▶ **Stated task**:
Write out, word for word, only the lines from the one containing "the steam near" through the final line of the data.
++++ Input
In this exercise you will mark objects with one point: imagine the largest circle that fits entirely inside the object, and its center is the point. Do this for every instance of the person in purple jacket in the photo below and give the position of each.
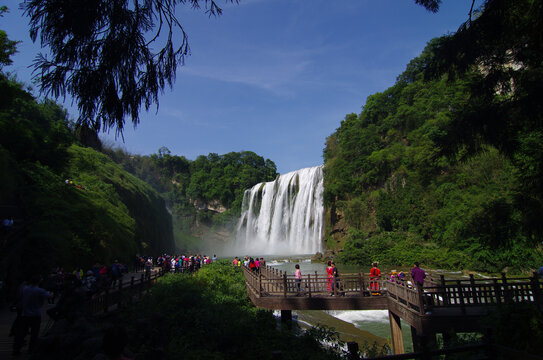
(418, 275)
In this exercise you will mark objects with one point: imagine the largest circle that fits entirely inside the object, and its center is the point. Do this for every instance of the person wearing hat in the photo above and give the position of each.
(32, 303)
(375, 277)
(89, 281)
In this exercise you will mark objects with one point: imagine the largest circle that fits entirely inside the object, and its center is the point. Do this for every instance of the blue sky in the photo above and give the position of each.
(272, 76)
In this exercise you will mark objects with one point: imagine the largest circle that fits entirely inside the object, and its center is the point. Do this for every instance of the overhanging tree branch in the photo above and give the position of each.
(102, 53)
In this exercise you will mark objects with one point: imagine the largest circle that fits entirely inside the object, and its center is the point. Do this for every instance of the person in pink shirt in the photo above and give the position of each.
(298, 278)
(418, 275)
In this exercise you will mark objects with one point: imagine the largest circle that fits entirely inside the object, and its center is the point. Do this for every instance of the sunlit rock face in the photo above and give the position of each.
(283, 217)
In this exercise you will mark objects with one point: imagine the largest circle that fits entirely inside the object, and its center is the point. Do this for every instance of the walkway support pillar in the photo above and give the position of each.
(286, 317)
(396, 333)
(352, 349)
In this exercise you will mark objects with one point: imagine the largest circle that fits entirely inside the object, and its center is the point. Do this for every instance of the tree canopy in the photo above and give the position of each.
(444, 167)
(103, 53)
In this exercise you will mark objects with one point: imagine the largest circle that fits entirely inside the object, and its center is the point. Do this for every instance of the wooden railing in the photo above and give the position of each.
(462, 293)
(122, 293)
(269, 281)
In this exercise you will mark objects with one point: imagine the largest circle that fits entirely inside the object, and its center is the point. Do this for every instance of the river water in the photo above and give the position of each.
(373, 321)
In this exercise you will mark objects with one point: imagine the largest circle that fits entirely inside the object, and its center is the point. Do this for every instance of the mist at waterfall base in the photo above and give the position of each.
(282, 217)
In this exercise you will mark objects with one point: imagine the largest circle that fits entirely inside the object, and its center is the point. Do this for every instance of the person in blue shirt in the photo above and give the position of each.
(33, 297)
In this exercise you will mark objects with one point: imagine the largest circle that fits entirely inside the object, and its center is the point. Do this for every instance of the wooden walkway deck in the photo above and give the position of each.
(130, 288)
(441, 306)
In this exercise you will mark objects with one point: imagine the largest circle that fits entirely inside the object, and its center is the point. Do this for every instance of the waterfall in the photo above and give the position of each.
(283, 217)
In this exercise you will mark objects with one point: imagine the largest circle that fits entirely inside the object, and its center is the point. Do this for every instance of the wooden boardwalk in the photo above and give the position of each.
(130, 288)
(443, 305)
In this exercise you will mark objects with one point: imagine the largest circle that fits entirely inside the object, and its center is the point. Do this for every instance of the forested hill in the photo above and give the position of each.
(103, 213)
(445, 167)
(204, 195)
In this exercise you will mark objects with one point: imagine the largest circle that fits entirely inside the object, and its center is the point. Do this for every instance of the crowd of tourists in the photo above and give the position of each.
(172, 263)
(334, 282)
(69, 290)
(253, 264)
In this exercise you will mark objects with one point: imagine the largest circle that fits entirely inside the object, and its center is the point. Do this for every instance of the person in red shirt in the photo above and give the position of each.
(375, 277)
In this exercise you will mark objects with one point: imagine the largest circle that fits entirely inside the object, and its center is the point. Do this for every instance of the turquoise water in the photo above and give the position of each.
(373, 321)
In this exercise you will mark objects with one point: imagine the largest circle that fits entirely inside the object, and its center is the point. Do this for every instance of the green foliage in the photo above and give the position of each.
(209, 316)
(106, 213)
(206, 192)
(7, 47)
(444, 167)
(110, 56)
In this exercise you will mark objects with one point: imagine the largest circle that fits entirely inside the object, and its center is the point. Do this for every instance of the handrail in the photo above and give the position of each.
(269, 281)
(120, 293)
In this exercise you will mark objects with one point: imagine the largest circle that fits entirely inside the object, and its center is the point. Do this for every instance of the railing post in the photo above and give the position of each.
(285, 284)
(507, 293)
(444, 294)
(131, 292)
(120, 293)
(421, 300)
(461, 296)
(473, 293)
(536, 291)
(497, 291)
(141, 286)
(106, 300)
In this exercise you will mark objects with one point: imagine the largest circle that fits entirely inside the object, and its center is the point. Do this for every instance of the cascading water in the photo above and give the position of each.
(283, 217)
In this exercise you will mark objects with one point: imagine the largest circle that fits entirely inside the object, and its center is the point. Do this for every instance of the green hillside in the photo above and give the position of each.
(104, 214)
(444, 167)
(204, 195)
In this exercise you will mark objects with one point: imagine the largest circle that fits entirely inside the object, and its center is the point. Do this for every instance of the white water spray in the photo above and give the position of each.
(283, 217)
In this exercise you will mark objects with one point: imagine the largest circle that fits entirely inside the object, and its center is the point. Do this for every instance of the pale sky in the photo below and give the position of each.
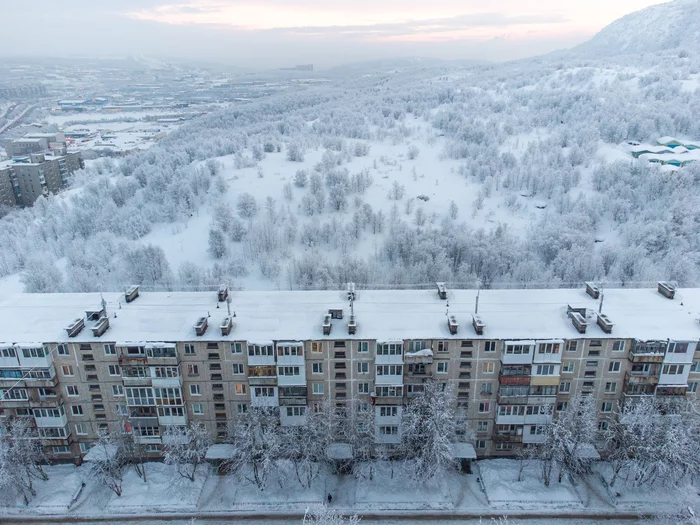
(275, 33)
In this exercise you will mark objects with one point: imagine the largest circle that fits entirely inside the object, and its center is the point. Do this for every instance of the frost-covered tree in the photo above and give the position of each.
(428, 429)
(186, 448)
(247, 206)
(106, 461)
(258, 445)
(40, 275)
(217, 243)
(21, 458)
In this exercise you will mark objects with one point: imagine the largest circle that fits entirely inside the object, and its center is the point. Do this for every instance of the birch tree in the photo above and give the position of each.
(186, 448)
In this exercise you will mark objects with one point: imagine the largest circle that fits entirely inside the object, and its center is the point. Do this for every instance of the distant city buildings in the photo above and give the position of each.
(39, 165)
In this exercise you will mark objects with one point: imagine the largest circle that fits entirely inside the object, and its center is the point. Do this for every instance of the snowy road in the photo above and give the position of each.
(367, 519)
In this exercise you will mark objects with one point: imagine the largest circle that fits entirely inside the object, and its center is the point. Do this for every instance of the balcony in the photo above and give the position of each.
(510, 437)
(514, 380)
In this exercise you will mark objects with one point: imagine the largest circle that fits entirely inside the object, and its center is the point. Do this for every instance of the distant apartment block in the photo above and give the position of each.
(80, 363)
(39, 165)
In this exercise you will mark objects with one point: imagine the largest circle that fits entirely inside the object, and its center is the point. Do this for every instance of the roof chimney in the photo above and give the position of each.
(132, 292)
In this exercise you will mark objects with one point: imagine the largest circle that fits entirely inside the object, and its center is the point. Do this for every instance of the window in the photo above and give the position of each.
(548, 348)
(296, 411)
(678, 348)
(618, 346)
(388, 430)
(673, 369)
(388, 411)
(544, 370)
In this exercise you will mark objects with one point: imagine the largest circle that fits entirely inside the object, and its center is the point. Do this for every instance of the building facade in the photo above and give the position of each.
(76, 363)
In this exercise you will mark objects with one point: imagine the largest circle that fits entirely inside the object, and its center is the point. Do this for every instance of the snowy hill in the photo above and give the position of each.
(673, 25)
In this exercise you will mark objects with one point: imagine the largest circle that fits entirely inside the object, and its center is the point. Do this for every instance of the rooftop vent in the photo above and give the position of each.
(478, 324)
(452, 324)
(335, 313)
(578, 318)
(201, 326)
(605, 323)
(132, 292)
(351, 292)
(667, 290)
(100, 327)
(75, 327)
(95, 315)
(592, 290)
(352, 325)
(226, 325)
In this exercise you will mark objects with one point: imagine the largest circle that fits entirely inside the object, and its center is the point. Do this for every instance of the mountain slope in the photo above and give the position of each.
(673, 25)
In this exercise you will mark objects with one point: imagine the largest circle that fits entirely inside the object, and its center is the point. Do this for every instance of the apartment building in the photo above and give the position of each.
(76, 363)
(36, 175)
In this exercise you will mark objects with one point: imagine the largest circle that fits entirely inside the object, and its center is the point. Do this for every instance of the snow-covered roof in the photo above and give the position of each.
(463, 451)
(382, 315)
(220, 451)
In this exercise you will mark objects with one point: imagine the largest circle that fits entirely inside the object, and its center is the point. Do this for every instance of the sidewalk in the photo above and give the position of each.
(492, 491)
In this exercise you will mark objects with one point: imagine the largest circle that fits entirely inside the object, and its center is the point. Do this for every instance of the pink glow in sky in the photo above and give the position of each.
(273, 33)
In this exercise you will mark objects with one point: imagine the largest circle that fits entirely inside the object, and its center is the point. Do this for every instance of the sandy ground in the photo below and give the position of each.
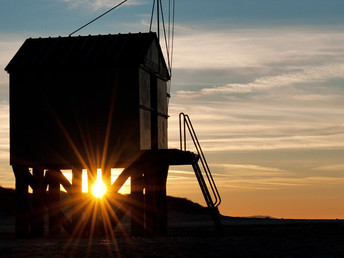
(193, 237)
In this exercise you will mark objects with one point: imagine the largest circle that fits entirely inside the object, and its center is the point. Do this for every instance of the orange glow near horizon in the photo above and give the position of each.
(115, 172)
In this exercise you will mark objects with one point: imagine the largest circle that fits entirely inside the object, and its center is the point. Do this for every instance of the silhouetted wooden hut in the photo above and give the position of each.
(84, 103)
(92, 102)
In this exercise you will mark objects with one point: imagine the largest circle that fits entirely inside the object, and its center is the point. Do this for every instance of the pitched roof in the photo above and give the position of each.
(84, 51)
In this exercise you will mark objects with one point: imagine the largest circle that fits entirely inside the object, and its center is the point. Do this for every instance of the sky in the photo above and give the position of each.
(262, 81)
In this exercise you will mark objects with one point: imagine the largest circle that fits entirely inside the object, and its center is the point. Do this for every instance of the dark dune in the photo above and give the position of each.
(190, 234)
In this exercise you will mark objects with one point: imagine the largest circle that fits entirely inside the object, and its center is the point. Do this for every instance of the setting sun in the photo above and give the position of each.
(98, 189)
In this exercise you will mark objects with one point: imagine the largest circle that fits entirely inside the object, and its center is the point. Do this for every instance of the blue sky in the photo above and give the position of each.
(263, 82)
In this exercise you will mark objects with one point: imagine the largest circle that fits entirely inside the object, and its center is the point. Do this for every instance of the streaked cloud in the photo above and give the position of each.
(99, 4)
(308, 75)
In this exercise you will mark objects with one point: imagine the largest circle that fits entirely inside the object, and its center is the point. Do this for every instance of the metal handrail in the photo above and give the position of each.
(185, 122)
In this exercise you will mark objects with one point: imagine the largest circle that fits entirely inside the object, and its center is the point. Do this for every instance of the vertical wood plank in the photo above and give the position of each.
(37, 220)
(137, 204)
(54, 209)
(22, 226)
(77, 201)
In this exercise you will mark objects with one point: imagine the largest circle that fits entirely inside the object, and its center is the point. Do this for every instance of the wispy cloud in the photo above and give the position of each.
(99, 4)
(307, 75)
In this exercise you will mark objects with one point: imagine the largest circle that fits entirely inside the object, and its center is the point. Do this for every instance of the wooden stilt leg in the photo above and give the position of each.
(137, 204)
(54, 203)
(77, 197)
(156, 212)
(22, 226)
(37, 220)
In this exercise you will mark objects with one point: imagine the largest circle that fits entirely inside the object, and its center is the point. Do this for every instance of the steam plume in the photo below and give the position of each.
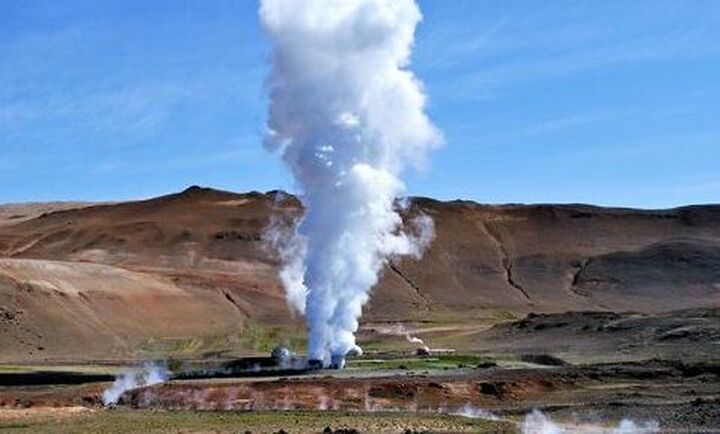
(347, 117)
(148, 375)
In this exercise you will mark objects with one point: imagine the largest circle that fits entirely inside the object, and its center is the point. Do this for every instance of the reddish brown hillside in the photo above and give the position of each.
(207, 246)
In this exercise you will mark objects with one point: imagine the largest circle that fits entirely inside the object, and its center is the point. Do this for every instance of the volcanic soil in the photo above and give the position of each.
(589, 314)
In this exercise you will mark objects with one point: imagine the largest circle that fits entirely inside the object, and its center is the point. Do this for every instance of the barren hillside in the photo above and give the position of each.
(110, 278)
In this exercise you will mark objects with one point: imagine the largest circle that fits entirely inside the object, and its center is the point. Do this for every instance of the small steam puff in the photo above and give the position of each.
(348, 117)
(538, 423)
(147, 375)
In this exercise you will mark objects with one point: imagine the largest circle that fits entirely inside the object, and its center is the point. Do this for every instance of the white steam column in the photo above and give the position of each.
(347, 116)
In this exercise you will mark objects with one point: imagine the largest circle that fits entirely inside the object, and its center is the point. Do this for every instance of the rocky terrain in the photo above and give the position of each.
(193, 270)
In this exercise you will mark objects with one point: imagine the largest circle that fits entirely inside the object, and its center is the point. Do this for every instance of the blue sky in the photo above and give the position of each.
(612, 102)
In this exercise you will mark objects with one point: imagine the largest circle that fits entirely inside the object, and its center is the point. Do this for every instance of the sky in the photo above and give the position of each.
(611, 103)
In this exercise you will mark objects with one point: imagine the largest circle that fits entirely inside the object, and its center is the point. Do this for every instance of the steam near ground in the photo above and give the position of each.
(348, 117)
(146, 375)
(539, 423)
++++++++
▶ **Exercise result**:
In this exercise you will mark objects with one point: imagine the largest circle that fits entirely inside the object, and its center is the point. Do this for every instance of the steam near ground in the photo above and give the position of each.
(348, 117)
(146, 375)
(539, 423)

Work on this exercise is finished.